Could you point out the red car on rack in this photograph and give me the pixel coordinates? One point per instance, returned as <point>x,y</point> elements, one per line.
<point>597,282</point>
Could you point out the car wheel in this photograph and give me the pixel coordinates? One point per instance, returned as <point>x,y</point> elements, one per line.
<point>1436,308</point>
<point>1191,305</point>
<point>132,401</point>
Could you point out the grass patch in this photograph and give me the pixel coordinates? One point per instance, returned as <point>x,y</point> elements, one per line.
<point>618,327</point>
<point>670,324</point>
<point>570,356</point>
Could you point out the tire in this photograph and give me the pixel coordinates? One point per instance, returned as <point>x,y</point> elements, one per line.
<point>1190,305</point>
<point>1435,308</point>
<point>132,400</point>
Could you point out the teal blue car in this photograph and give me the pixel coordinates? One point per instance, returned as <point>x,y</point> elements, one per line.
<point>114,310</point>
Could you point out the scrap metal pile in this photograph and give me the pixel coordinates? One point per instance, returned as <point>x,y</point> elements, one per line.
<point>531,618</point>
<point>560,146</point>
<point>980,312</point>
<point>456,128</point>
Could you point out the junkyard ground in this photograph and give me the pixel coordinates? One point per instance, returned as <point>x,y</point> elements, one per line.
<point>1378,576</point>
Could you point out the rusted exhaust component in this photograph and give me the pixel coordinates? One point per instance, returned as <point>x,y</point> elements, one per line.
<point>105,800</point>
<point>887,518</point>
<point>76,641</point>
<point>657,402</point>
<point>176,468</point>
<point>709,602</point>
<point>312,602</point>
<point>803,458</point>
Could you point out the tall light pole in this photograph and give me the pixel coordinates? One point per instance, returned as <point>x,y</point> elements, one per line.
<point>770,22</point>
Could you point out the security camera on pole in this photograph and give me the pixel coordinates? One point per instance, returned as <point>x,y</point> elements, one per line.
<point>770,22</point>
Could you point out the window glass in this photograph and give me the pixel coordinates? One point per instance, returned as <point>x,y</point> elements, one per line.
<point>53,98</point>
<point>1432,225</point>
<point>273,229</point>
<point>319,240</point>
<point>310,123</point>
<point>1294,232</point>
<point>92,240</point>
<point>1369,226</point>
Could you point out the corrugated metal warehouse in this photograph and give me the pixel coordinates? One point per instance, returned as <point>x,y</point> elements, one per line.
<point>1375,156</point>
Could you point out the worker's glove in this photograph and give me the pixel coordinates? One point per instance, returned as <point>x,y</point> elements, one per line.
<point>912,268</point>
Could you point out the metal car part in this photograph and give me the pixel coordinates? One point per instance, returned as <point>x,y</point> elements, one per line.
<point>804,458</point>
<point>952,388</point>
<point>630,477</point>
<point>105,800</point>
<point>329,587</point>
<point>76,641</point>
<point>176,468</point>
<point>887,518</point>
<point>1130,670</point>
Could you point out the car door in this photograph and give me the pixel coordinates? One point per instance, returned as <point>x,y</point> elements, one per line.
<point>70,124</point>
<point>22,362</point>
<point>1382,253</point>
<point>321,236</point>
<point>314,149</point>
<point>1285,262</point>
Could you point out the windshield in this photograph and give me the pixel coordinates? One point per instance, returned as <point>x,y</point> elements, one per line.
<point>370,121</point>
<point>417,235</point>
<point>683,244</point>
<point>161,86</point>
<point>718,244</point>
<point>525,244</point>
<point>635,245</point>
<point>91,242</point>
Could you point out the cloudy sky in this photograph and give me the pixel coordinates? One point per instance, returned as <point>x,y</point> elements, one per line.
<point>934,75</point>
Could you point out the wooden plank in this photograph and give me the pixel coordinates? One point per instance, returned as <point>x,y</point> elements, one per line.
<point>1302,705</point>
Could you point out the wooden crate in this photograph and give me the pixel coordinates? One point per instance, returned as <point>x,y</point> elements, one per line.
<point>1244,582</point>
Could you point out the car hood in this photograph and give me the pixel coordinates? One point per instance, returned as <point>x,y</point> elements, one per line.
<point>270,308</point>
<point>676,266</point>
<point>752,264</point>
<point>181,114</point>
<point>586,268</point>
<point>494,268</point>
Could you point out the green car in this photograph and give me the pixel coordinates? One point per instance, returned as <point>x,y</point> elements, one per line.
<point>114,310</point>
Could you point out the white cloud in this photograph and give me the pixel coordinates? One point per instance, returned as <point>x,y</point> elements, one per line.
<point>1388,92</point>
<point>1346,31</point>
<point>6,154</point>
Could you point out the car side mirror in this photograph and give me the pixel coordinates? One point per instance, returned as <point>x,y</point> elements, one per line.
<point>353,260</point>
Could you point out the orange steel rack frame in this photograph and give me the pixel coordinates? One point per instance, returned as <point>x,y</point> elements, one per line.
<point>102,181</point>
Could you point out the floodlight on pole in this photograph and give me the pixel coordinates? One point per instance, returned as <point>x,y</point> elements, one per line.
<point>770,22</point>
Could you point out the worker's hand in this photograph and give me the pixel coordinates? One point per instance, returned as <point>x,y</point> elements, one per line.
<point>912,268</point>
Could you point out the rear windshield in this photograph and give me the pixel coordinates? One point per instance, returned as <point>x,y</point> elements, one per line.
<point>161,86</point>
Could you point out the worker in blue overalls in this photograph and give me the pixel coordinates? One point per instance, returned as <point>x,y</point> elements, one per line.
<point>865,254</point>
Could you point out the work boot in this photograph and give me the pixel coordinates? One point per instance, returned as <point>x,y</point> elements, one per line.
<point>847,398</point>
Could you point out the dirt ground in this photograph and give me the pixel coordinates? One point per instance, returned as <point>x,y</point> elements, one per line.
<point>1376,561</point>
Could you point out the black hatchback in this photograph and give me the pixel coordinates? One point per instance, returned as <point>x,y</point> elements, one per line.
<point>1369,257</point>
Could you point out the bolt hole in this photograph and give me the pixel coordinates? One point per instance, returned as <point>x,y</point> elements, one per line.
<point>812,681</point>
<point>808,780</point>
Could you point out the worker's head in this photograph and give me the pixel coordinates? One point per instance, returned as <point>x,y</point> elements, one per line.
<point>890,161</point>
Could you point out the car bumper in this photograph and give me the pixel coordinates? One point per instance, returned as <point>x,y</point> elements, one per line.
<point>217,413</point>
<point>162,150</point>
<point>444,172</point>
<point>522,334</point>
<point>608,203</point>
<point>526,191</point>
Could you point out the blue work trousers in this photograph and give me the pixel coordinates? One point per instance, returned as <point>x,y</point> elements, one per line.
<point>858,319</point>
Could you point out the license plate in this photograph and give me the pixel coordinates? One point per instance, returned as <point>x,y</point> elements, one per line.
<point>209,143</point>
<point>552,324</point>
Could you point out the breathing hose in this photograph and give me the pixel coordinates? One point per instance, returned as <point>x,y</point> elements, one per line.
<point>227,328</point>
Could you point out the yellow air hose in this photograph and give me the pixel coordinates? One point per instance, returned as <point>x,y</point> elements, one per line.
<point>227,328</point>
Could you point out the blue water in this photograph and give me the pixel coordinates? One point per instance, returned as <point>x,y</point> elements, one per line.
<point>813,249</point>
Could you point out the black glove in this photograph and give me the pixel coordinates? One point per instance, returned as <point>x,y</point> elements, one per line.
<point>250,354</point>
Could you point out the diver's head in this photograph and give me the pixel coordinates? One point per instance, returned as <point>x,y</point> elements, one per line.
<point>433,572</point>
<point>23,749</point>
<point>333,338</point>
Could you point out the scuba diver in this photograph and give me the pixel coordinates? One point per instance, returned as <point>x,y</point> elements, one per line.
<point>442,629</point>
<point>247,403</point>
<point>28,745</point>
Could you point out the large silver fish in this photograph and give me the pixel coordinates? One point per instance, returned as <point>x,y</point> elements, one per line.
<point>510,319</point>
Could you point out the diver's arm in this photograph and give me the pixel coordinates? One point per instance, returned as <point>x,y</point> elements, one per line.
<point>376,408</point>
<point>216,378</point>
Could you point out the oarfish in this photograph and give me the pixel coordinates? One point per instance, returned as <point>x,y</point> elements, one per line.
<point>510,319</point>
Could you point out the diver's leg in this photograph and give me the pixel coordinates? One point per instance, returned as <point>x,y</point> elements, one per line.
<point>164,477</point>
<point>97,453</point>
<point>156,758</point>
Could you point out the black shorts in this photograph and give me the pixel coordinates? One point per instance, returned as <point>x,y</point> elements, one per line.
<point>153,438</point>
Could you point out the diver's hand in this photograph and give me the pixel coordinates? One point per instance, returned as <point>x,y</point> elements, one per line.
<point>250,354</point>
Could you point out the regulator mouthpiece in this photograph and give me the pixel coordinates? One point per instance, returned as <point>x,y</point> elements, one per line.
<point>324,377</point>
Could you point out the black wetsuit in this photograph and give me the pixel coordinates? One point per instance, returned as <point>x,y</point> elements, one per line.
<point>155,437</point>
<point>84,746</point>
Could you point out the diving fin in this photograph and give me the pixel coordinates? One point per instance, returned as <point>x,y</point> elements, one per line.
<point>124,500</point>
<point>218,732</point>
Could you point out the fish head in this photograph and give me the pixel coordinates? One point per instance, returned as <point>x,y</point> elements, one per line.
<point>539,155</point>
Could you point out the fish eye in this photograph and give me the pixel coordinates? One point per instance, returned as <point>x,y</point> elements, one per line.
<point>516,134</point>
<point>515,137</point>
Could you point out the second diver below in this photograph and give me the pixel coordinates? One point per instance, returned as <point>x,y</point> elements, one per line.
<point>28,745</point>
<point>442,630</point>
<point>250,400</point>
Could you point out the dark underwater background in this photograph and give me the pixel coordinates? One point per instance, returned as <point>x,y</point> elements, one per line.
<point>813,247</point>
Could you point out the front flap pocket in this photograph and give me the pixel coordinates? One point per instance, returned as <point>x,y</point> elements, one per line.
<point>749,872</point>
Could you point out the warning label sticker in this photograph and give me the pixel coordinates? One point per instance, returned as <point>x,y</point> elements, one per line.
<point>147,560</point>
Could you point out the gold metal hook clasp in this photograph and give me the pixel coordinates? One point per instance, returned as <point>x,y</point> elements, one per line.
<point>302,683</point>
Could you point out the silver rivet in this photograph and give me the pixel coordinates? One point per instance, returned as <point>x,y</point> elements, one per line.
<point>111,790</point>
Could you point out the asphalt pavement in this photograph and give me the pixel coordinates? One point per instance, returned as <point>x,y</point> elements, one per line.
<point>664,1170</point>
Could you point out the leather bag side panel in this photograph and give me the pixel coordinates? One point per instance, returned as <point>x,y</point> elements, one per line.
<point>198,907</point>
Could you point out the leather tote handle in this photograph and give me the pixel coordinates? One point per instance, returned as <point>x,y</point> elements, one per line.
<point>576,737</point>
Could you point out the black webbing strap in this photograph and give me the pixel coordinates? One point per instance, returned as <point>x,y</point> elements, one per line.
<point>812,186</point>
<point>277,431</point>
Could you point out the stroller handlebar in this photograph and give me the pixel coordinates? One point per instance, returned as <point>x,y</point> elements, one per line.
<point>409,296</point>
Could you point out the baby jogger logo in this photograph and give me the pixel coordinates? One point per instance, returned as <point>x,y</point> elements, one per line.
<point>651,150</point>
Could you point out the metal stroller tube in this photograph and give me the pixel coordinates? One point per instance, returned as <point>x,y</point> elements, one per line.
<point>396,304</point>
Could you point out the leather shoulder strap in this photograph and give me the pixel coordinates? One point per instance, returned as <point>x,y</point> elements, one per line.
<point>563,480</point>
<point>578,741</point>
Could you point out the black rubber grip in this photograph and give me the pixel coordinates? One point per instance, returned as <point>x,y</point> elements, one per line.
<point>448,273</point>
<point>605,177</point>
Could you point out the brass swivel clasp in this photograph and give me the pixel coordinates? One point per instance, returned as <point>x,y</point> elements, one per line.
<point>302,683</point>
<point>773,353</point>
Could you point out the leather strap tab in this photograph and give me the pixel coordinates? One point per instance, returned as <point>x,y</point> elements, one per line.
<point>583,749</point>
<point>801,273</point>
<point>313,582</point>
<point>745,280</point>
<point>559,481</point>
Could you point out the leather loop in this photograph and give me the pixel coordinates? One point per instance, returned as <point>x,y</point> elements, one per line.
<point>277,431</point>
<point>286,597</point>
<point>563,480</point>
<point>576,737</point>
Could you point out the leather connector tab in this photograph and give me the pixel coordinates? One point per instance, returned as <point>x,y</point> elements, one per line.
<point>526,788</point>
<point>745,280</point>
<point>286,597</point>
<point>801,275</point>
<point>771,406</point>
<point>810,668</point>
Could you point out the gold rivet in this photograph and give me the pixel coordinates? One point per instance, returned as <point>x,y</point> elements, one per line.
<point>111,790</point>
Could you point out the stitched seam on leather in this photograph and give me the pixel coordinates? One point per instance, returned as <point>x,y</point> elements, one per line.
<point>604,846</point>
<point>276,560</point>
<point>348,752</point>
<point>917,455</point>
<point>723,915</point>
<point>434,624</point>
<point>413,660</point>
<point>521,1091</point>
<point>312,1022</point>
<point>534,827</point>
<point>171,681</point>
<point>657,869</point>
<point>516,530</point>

◆ What is being asked
Rewrite the records starting with the line that contains "Could you point out the car wheel" and going on through the line that contains "<point>803,458</point>", replacing every "elements" with "tags" and leaving everything else unchanged. Return only those lines.

◆ Problem solution
Could you point out the car wheel in this photograph and give me the pixel coordinates? One point per instance, returned as <point>x,y</point> tags, one per line.
<point>1436,308</point>
<point>1191,305</point>
<point>132,401</point>
Could you point out the grass patch in this photograph and give me the pixel coordinates? One point per instance, returned as <point>x,y</point> tags, one per line.
<point>618,327</point>
<point>670,324</point>
<point>570,356</point>
Could you point out the tire in this photograph and give me the pixel coordinates? One point per instance, returned as <point>x,y</point> tags, one per line.
<point>1190,305</point>
<point>1435,308</point>
<point>132,400</point>
Could you point out the teal blue car in this photograph and give me the pixel coordinates? One point per instance, returned as <point>x,y</point> tags, one per line.
<point>114,310</point>
Could you point out the scrap metal pile in this photograph and give me the pixel coordinates? One point per instance, returned as <point>x,y</point> tags, one per line.
<point>531,618</point>
<point>560,146</point>
<point>980,312</point>
<point>456,128</point>
Could you point out the junkyard ground in this photograph and give me the pixel coordinates? One point per instance, returned as <point>x,y</point> tags, one per line.
<point>1378,576</point>
Could you point out the rusted exhaust component in this photograph and give me the pixel coordinates? One point per instance, returned as <point>x,y</point> tags, one per line.
<point>105,800</point>
<point>887,518</point>
<point>76,641</point>
<point>657,402</point>
<point>176,468</point>
<point>709,602</point>
<point>312,602</point>
<point>803,458</point>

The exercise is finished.